## Task directions
State how many lines in the rows below contain the string "mildew", treating uppercase and lowercase as different. Give only the number.

::: Materials provided

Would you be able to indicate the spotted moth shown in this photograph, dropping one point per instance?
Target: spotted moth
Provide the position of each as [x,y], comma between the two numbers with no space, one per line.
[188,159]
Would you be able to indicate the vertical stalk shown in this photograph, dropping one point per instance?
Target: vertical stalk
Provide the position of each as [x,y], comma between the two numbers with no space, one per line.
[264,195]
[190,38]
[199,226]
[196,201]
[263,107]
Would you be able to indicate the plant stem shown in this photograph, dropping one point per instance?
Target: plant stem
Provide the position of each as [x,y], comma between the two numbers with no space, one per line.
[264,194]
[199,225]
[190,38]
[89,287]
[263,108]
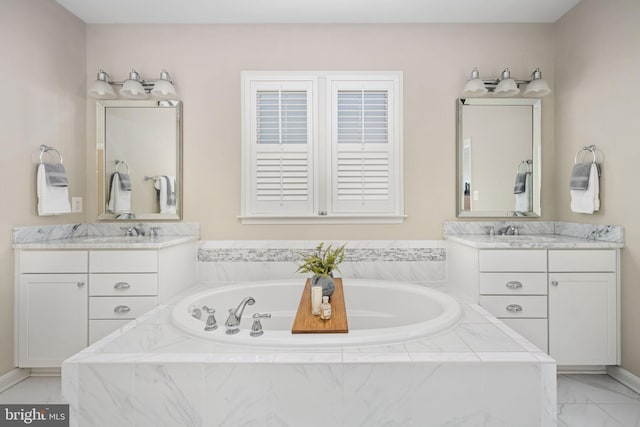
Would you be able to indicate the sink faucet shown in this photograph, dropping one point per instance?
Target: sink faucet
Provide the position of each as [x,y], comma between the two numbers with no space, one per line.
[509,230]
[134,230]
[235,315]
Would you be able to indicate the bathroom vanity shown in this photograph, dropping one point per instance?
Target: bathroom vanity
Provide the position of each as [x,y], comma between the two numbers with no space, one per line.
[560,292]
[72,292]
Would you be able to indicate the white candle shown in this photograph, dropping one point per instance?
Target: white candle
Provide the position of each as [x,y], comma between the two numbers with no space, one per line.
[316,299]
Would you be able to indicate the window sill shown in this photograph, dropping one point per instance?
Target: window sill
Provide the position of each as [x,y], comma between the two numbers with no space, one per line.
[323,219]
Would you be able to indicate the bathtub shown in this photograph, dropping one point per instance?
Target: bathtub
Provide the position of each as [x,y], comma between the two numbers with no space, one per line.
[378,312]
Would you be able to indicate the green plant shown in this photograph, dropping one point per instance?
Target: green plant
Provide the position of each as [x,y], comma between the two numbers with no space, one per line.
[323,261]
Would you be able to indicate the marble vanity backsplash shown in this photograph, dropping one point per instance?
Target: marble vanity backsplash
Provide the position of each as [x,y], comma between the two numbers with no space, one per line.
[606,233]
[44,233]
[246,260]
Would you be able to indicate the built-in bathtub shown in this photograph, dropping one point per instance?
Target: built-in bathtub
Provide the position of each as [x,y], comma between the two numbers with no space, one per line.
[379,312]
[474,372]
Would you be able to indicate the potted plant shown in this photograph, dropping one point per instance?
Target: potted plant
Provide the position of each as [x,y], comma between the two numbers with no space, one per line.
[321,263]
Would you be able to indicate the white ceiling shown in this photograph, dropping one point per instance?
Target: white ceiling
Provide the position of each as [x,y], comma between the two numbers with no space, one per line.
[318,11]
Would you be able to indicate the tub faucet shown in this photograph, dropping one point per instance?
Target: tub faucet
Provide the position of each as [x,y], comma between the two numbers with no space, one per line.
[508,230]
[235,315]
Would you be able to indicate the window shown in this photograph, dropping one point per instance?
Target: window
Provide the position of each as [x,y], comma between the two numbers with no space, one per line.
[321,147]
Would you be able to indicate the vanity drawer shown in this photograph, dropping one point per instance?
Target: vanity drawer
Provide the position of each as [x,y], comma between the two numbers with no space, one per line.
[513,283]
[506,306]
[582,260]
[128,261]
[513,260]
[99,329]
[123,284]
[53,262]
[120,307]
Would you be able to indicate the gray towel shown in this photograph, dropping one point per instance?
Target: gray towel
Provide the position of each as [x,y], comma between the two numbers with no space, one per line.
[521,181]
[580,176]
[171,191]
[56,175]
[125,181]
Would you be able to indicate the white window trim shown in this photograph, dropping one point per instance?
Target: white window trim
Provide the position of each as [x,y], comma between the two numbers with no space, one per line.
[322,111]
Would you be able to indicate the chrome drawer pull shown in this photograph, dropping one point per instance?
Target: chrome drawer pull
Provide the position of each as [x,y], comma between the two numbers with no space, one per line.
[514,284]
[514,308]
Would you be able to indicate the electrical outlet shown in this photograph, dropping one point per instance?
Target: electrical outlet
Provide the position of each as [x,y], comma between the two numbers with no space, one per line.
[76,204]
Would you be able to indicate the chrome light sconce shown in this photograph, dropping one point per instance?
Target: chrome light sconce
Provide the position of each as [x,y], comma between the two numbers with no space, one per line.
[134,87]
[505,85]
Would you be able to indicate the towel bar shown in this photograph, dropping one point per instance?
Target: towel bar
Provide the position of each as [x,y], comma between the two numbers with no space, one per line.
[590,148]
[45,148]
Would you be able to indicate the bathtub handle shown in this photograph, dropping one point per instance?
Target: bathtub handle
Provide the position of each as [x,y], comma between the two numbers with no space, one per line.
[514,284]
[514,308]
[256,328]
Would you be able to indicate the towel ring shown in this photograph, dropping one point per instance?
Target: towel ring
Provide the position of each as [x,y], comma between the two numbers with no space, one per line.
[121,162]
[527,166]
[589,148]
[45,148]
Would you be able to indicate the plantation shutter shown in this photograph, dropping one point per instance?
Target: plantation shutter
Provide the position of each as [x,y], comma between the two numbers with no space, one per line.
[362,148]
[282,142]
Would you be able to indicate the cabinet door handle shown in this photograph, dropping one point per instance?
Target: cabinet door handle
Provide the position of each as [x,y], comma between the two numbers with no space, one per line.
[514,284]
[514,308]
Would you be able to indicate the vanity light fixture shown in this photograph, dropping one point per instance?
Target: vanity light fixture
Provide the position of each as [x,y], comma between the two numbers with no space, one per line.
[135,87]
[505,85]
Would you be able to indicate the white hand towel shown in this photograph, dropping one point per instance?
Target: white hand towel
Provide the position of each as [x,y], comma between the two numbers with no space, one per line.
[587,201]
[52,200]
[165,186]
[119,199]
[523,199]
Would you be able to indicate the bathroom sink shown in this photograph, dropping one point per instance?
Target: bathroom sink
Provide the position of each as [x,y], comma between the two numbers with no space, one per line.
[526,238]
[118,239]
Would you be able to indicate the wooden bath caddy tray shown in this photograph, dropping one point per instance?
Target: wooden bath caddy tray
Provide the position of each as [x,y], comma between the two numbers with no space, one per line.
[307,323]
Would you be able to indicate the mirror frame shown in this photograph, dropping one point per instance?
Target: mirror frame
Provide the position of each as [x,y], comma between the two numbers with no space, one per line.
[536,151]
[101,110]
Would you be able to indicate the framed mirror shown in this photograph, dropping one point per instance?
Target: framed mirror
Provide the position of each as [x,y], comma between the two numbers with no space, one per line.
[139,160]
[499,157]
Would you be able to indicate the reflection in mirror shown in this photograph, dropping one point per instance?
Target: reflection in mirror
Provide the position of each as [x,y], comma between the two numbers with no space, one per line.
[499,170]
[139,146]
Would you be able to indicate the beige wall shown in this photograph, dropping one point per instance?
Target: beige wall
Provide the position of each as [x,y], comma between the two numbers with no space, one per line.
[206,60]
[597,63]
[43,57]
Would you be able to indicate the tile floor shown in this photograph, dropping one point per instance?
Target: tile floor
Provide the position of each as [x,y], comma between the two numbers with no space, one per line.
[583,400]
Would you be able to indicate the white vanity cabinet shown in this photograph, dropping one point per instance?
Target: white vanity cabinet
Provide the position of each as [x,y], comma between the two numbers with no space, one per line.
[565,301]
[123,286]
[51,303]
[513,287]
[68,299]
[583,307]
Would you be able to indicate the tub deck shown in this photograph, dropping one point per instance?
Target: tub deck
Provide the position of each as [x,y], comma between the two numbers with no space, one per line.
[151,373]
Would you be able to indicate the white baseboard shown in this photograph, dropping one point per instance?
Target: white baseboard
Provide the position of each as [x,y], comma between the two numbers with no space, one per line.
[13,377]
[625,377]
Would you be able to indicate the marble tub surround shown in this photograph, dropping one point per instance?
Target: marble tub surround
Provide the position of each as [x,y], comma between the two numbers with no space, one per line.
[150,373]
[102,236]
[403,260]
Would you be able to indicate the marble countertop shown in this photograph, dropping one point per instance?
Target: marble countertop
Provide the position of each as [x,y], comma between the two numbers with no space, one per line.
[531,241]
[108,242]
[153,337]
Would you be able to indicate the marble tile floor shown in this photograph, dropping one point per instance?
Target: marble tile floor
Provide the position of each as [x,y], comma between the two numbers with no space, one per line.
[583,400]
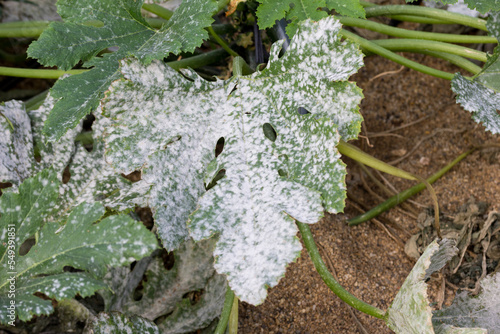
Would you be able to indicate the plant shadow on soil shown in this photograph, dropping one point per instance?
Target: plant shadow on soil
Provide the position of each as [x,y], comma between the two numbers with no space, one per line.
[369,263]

::::::
::: Materials provided

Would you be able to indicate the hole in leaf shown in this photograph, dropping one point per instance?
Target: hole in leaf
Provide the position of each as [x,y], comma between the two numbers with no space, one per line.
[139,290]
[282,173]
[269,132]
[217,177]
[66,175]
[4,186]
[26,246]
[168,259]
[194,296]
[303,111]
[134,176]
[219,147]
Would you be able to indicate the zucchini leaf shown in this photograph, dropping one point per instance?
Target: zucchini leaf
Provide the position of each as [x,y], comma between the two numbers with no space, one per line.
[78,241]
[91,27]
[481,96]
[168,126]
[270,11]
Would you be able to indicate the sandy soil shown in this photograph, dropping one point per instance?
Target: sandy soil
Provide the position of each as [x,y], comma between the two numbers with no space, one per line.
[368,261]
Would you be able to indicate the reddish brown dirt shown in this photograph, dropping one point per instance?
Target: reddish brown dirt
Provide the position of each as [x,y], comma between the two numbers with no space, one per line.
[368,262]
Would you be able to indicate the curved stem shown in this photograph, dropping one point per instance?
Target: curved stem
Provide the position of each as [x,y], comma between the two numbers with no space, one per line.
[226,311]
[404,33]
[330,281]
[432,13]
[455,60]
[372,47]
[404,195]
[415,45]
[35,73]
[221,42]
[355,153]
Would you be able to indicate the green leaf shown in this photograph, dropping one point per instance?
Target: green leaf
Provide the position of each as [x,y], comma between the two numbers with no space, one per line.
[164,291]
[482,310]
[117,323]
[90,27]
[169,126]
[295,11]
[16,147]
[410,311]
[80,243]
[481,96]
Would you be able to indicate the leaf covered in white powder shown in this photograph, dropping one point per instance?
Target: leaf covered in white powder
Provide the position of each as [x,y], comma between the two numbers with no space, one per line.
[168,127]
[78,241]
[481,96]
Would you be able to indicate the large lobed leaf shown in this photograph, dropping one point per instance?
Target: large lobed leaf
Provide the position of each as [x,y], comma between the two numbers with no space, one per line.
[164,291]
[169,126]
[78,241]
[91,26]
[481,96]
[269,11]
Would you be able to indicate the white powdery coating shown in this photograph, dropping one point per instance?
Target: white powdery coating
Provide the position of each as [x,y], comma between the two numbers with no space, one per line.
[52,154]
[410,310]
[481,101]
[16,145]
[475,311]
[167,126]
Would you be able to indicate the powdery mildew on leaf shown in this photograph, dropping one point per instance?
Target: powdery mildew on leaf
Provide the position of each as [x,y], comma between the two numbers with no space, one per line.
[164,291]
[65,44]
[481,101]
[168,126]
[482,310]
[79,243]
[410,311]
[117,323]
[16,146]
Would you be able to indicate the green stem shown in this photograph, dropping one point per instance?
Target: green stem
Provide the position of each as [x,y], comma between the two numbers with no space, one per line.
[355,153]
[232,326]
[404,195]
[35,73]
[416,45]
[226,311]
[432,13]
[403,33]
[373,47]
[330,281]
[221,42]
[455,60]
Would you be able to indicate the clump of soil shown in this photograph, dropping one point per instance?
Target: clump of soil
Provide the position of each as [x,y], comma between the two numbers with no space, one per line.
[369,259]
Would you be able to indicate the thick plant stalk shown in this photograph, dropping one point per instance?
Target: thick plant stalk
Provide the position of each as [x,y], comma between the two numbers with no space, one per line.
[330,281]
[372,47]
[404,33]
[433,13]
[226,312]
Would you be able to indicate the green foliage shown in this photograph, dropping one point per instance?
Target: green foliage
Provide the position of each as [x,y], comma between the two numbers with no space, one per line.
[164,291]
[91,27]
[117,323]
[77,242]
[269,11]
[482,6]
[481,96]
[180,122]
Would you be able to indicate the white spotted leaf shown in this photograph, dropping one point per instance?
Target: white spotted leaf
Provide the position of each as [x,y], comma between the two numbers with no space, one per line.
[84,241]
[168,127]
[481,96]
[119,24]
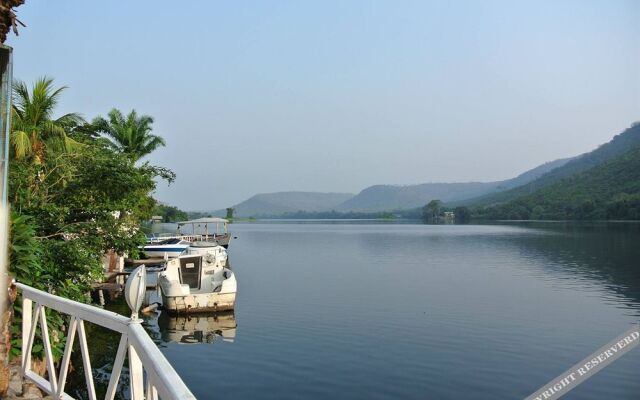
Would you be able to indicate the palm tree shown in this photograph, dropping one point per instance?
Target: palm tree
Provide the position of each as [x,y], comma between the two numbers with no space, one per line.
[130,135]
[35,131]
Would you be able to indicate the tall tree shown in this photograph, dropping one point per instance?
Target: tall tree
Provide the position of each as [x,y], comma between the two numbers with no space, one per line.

::::::
::: Materials provided

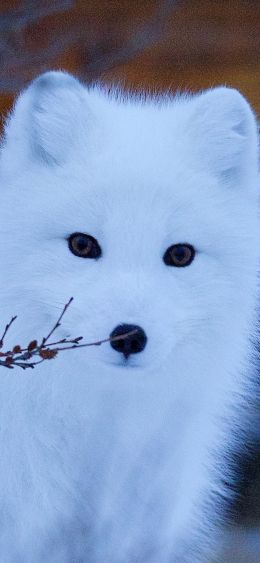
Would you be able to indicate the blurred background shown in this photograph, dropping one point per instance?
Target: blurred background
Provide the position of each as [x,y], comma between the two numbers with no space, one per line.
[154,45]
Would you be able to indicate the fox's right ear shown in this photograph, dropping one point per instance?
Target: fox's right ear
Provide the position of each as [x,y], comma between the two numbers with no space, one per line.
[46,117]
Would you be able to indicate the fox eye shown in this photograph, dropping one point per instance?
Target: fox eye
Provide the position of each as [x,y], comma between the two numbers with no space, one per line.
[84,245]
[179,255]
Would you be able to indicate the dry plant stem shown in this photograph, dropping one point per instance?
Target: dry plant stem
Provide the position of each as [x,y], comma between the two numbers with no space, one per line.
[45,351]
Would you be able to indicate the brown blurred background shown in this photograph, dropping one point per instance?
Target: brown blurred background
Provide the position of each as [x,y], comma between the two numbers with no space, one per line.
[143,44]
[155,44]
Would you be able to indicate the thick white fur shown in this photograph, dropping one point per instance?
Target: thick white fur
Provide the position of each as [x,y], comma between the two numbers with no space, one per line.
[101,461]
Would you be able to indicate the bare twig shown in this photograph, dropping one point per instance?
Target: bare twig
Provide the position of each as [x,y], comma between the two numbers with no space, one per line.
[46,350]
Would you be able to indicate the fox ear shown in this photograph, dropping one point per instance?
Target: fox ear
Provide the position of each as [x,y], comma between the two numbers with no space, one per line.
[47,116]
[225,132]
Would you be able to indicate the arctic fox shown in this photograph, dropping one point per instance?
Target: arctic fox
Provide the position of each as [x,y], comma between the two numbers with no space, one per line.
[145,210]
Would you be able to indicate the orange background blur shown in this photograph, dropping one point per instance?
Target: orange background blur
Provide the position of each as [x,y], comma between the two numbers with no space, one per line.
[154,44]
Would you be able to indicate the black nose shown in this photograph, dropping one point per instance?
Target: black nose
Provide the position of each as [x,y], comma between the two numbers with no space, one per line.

::::::

## Reply to the exercise
2